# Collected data
►

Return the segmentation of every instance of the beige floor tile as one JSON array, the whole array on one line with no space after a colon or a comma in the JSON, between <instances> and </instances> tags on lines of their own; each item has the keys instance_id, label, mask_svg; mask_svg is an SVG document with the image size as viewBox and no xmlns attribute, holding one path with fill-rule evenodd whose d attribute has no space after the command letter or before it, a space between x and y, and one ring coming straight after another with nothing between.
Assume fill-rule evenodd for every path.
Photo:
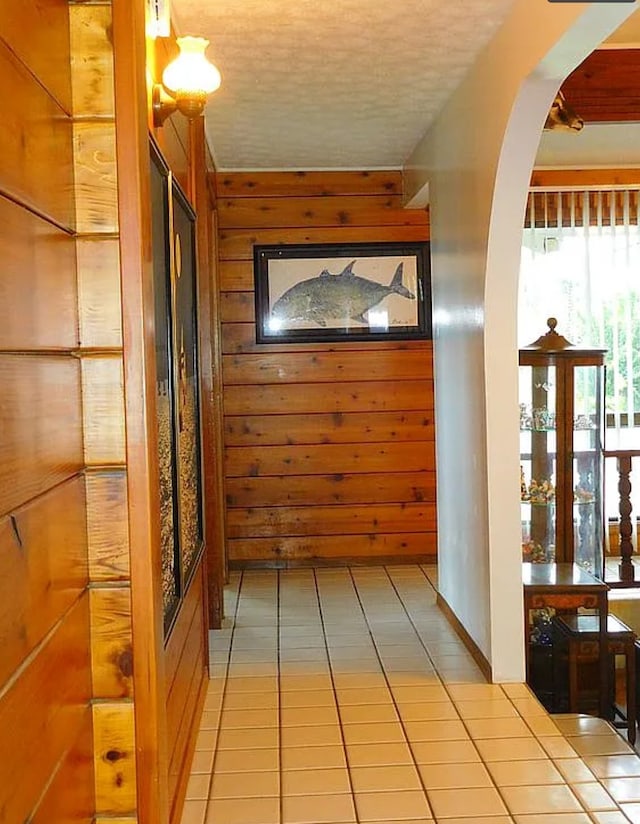
<instances>
[{"instance_id":1,"label":"beige floor tile","mask_svg":"<svg viewBox=\"0 0 640 824\"><path fill-rule=\"evenodd\" d=\"M274 677L229 678L227 695L234 692L278 692L278 679Z\"/></svg>"},{"instance_id":2,"label":"beige floor tile","mask_svg":"<svg viewBox=\"0 0 640 824\"><path fill-rule=\"evenodd\" d=\"M291 695L292 693L283 694ZM280 723L283 727L318 727L328 724L337 726L339 724L338 710L335 706L282 708Z\"/></svg>"},{"instance_id":3,"label":"beige floor tile","mask_svg":"<svg viewBox=\"0 0 640 824\"><path fill-rule=\"evenodd\" d=\"M278 798L214 798L209 801L207 824L279 824Z\"/></svg>"},{"instance_id":4,"label":"beige floor tile","mask_svg":"<svg viewBox=\"0 0 640 824\"><path fill-rule=\"evenodd\" d=\"M322 770L284 770L282 773L282 795L350 792L349 771L344 767Z\"/></svg>"},{"instance_id":5,"label":"beige floor tile","mask_svg":"<svg viewBox=\"0 0 640 824\"><path fill-rule=\"evenodd\" d=\"M421 790L420 777L412 766L350 767L355 793Z\"/></svg>"},{"instance_id":6,"label":"beige floor tile","mask_svg":"<svg viewBox=\"0 0 640 824\"><path fill-rule=\"evenodd\" d=\"M603 778L602 783L619 804L640 802L640 777Z\"/></svg>"},{"instance_id":7,"label":"beige floor tile","mask_svg":"<svg viewBox=\"0 0 640 824\"><path fill-rule=\"evenodd\" d=\"M312 661L285 661L280 664L281 678L300 678L313 675L330 677L330 674L328 661L319 661L317 663Z\"/></svg>"},{"instance_id":8,"label":"beige floor tile","mask_svg":"<svg viewBox=\"0 0 640 824\"><path fill-rule=\"evenodd\" d=\"M505 815L507 809L493 787L472 789L429 790L429 803L436 820L469 815Z\"/></svg>"},{"instance_id":9,"label":"beige floor tile","mask_svg":"<svg viewBox=\"0 0 640 824\"><path fill-rule=\"evenodd\" d=\"M281 675L280 692L332 689L330 675Z\"/></svg>"},{"instance_id":10,"label":"beige floor tile","mask_svg":"<svg viewBox=\"0 0 640 824\"><path fill-rule=\"evenodd\" d=\"M592 715L554 715L553 720L565 735L609 735L613 732L608 721Z\"/></svg>"},{"instance_id":11,"label":"beige floor tile","mask_svg":"<svg viewBox=\"0 0 640 824\"><path fill-rule=\"evenodd\" d=\"M234 649L231 652L231 666L236 664L275 664L278 661L276 647L271 649Z\"/></svg>"},{"instance_id":12,"label":"beige floor tile","mask_svg":"<svg viewBox=\"0 0 640 824\"><path fill-rule=\"evenodd\" d=\"M392 690L403 687L409 689L421 689L423 687L437 687L444 679L439 678L435 670L423 672L389 672L387 675L389 686Z\"/></svg>"},{"instance_id":13,"label":"beige floor tile","mask_svg":"<svg viewBox=\"0 0 640 824\"><path fill-rule=\"evenodd\" d=\"M627 781L633 779L625 779ZM585 810L617 810L617 805L602 784L597 781L589 781L583 784L573 784L572 790L579 798Z\"/></svg>"},{"instance_id":14,"label":"beige floor tile","mask_svg":"<svg viewBox=\"0 0 640 824\"><path fill-rule=\"evenodd\" d=\"M204 710L200 717L201 730L215 730L220 723L220 709Z\"/></svg>"},{"instance_id":15,"label":"beige floor tile","mask_svg":"<svg viewBox=\"0 0 640 824\"><path fill-rule=\"evenodd\" d=\"M218 750L214 762L215 773L262 772L277 770L280 754L277 749Z\"/></svg>"},{"instance_id":16,"label":"beige floor tile","mask_svg":"<svg viewBox=\"0 0 640 824\"><path fill-rule=\"evenodd\" d=\"M538 738L562 735L553 720L549 717L534 715L528 716L525 718L525 721L531 732Z\"/></svg>"},{"instance_id":17,"label":"beige floor tile","mask_svg":"<svg viewBox=\"0 0 640 824\"><path fill-rule=\"evenodd\" d=\"M398 713L391 703L341 706L340 719L343 724L395 723L398 721Z\"/></svg>"},{"instance_id":18,"label":"beige floor tile","mask_svg":"<svg viewBox=\"0 0 640 824\"><path fill-rule=\"evenodd\" d=\"M189 800L209 798L210 783L211 775L207 773L192 773L187 783L186 798Z\"/></svg>"},{"instance_id":19,"label":"beige floor tile","mask_svg":"<svg viewBox=\"0 0 640 824\"><path fill-rule=\"evenodd\" d=\"M491 787L491 776L484 764L421 764L420 775L427 790Z\"/></svg>"},{"instance_id":20,"label":"beige floor tile","mask_svg":"<svg viewBox=\"0 0 640 824\"><path fill-rule=\"evenodd\" d=\"M553 763L568 784L595 781L596 776L581 758L558 758Z\"/></svg>"},{"instance_id":21,"label":"beige floor tile","mask_svg":"<svg viewBox=\"0 0 640 824\"><path fill-rule=\"evenodd\" d=\"M206 812L206 801L187 799L182 809L180 824L203 824Z\"/></svg>"},{"instance_id":22,"label":"beige floor tile","mask_svg":"<svg viewBox=\"0 0 640 824\"><path fill-rule=\"evenodd\" d=\"M260 727L277 727L277 709L240 709L222 712L220 727L222 730L228 729L254 729Z\"/></svg>"},{"instance_id":23,"label":"beige floor tile","mask_svg":"<svg viewBox=\"0 0 640 824\"><path fill-rule=\"evenodd\" d=\"M333 824L355 821L353 798L340 795L287 795L282 799L282 824Z\"/></svg>"},{"instance_id":24,"label":"beige floor tile","mask_svg":"<svg viewBox=\"0 0 640 824\"><path fill-rule=\"evenodd\" d=\"M386 687L384 675L377 672L338 673L334 677L336 690Z\"/></svg>"},{"instance_id":25,"label":"beige floor tile","mask_svg":"<svg viewBox=\"0 0 640 824\"><path fill-rule=\"evenodd\" d=\"M425 701L423 704L398 704L403 721L450 721L458 719L451 701Z\"/></svg>"},{"instance_id":26,"label":"beige floor tile","mask_svg":"<svg viewBox=\"0 0 640 824\"><path fill-rule=\"evenodd\" d=\"M549 758L575 758L578 754L561 735L539 735L537 738Z\"/></svg>"},{"instance_id":27,"label":"beige floor tile","mask_svg":"<svg viewBox=\"0 0 640 824\"><path fill-rule=\"evenodd\" d=\"M593 755L585 764L596 778L625 778L640 776L640 758L637 755Z\"/></svg>"},{"instance_id":28,"label":"beige floor tile","mask_svg":"<svg viewBox=\"0 0 640 824\"><path fill-rule=\"evenodd\" d=\"M619 735L576 735L567 739L578 755L627 755L633 750Z\"/></svg>"},{"instance_id":29,"label":"beige floor tile","mask_svg":"<svg viewBox=\"0 0 640 824\"><path fill-rule=\"evenodd\" d=\"M481 815L473 818L465 816L464 818L443 819L443 822L445 821L446 824L513 824L514 819L510 815ZM548 822L548 824L553 824L553 822Z\"/></svg>"},{"instance_id":30,"label":"beige floor tile","mask_svg":"<svg viewBox=\"0 0 640 824\"><path fill-rule=\"evenodd\" d=\"M213 767L213 750L198 750L193 754L191 773L211 773Z\"/></svg>"},{"instance_id":31,"label":"beige floor tile","mask_svg":"<svg viewBox=\"0 0 640 824\"><path fill-rule=\"evenodd\" d=\"M278 746L278 734L277 727L253 730L222 729L218 735L218 749L270 749Z\"/></svg>"},{"instance_id":32,"label":"beige floor tile","mask_svg":"<svg viewBox=\"0 0 640 824\"><path fill-rule=\"evenodd\" d=\"M342 744L342 735L337 724L283 727L280 730L280 739L283 747L326 747Z\"/></svg>"},{"instance_id":33,"label":"beige floor tile","mask_svg":"<svg viewBox=\"0 0 640 824\"><path fill-rule=\"evenodd\" d=\"M407 721L405 730L409 741L464 741L469 738L462 721Z\"/></svg>"},{"instance_id":34,"label":"beige floor tile","mask_svg":"<svg viewBox=\"0 0 640 824\"><path fill-rule=\"evenodd\" d=\"M620 809L631 824L640 824L640 804L622 804Z\"/></svg>"},{"instance_id":35,"label":"beige floor tile","mask_svg":"<svg viewBox=\"0 0 640 824\"><path fill-rule=\"evenodd\" d=\"M331 689L300 690L283 692L280 695L282 710L305 709L309 707L335 707L336 697Z\"/></svg>"},{"instance_id":36,"label":"beige floor tile","mask_svg":"<svg viewBox=\"0 0 640 824\"><path fill-rule=\"evenodd\" d=\"M405 735L400 724L343 724L345 744L401 744Z\"/></svg>"},{"instance_id":37,"label":"beige floor tile","mask_svg":"<svg viewBox=\"0 0 640 824\"><path fill-rule=\"evenodd\" d=\"M418 741L411 745L417 764L468 764L480 761L472 741Z\"/></svg>"},{"instance_id":38,"label":"beige floor tile","mask_svg":"<svg viewBox=\"0 0 640 824\"><path fill-rule=\"evenodd\" d=\"M413 764L407 744L349 744L347 759L351 768Z\"/></svg>"},{"instance_id":39,"label":"beige floor tile","mask_svg":"<svg viewBox=\"0 0 640 824\"><path fill-rule=\"evenodd\" d=\"M540 743L533 738L484 738L476 741L484 761L527 761L547 758Z\"/></svg>"},{"instance_id":40,"label":"beige floor tile","mask_svg":"<svg viewBox=\"0 0 640 824\"><path fill-rule=\"evenodd\" d=\"M398 703L414 704L422 701L448 701L449 695L441 684L427 684L416 687L392 687L393 696Z\"/></svg>"},{"instance_id":41,"label":"beige floor tile","mask_svg":"<svg viewBox=\"0 0 640 824\"><path fill-rule=\"evenodd\" d=\"M582 810L575 795L563 784L501 787L500 792L512 815L550 815Z\"/></svg>"},{"instance_id":42,"label":"beige floor tile","mask_svg":"<svg viewBox=\"0 0 640 824\"><path fill-rule=\"evenodd\" d=\"M498 787L565 783L561 773L549 759L491 761L488 767Z\"/></svg>"},{"instance_id":43,"label":"beige floor tile","mask_svg":"<svg viewBox=\"0 0 640 824\"><path fill-rule=\"evenodd\" d=\"M592 812L594 824L629 824L629 819L622 812Z\"/></svg>"},{"instance_id":44,"label":"beige floor tile","mask_svg":"<svg viewBox=\"0 0 640 824\"><path fill-rule=\"evenodd\" d=\"M421 790L392 793L356 793L358 820L380 821L431 817L431 810Z\"/></svg>"},{"instance_id":45,"label":"beige floor tile","mask_svg":"<svg viewBox=\"0 0 640 824\"><path fill-rule=\"evenodd\" d=\"M283 770L311 770L346 767L343 747L283 747Z\"/></svg>"},{"instance_id":46,"label":"beige floor tile","mask_svg":"<svg viewBox=\"0 0 640 824\"><path fill-rule=\"evenodd\" d=\"M270 710L278 707L277 692L228 692L224 697L227 710Z\"/></svg>"},{"instance_id":47,"label":"beige floor tile","mask_svg":"<svg viewBox=\"0 0 640 824\"><path fill-rule=\"evenodd\" d=\"M488 701L456 701L454 704L461 718L516 718L518 712L506 698L490 698Z\"/></svg>"},{"instance_id":48,"label":"beige floor tile","mask_svg":"<svg viewBox=\"0 0 640 824\"><path fill-rule=\"evenodd\" d=\"M280 775L275 771L216 772L211 782L211 798L268 798L280 795Z\"/></svg>"},{"instance_id":49,"label":"beige floor tile","mask_svg":"<svg viewBox=\"0 0 640 824\"><path fill-rule=\"evenodd\" d=\"M515 815L512 818L516 824L591 824L591 819L586 813L548 813L534 815ZM447 824L450 824L447 821ZM475 821L469 822L475 824Z\"/></svg>"},{"instance_id":50,"label":"beige floor tile","mask_svg":"<svg viewBox=\"0 0 640 824\"><path fill-rule=\"evenodd\" d=\"M511 703L523 718L546 717L548 715L547 710L537 698L512 698Z\"/></svg>"},{"instance_id":51,"label":"beige floor tile","mask_svg":"<svg viewBox=\"0 0 640 824\"><path fill-rule=\"evenodd\" d=\"M491 698L504 698L498 684L452 684L449 695L454 701L488 701Z\"/></svg>"},{"instance_id":52,"label":"beige floor tile","mask_svg":"<svg viewBox=\"0 0 640 824\"><path fill-rule=\"evenodd\" d=\"M219 712L220 708L222 707L223 700L224 696L221 692L207 693L204 699L203 709L205 710L205 712L212 712L214 710L216 712Z\"/></svg>"},{"instance_id":53,"label":"beige floor tile","mask_svg":"<svg viewBox=\"0 0 640 824\"><path fill-rule=\"evenodd\" d=\"M526 738L531 730L522 718L469 718L465 720L472 738Z\"/></svg>"},{"instance_id":54,"label":"beige floor tile","mask_svg":"<svg viewBox=\"0 0 640 824\"><path fill-rule=\"evenodd\" d=\"M341 707L369 705L369 704L392 704L393 697L388 687L368 687L365 689L341 689L336 688L338 704Z\"/></svg>"},{"instance_id":55,"label":"beige floor tile","mask_svg":"<svg viewBox=\"0 0 640 824\"><path fill-rule=\"evenodd\" d=\"M200 730L196 737L196 750L215 749L217 737L217 730Z\"/></svg>"}]
</instances>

◄

# EXERCISE
Copy only the entries from the first line to the line with "Assume fill-rule evenodd for every path.", each exactly as it appears.

# SOLUTION TO THIS PROBLEM
Return the segmentation of every instance of the beige floor tile as one JSON array, the whole array on one line with no space after a colon or a comma in the JSON, between <instances> and </instances> tags on lines of their own; each item has the keys instance_id, label, mask_svg; mask_svg is an SVG document with the image size as viewBox and no xmlns attribute, holding one path with fill-rule evenodd whose d attribute has no space after the command letter or before it, a space between x and y, and one ring coming straight after another with nothing between.
Assume fill-rule evenodd for every path.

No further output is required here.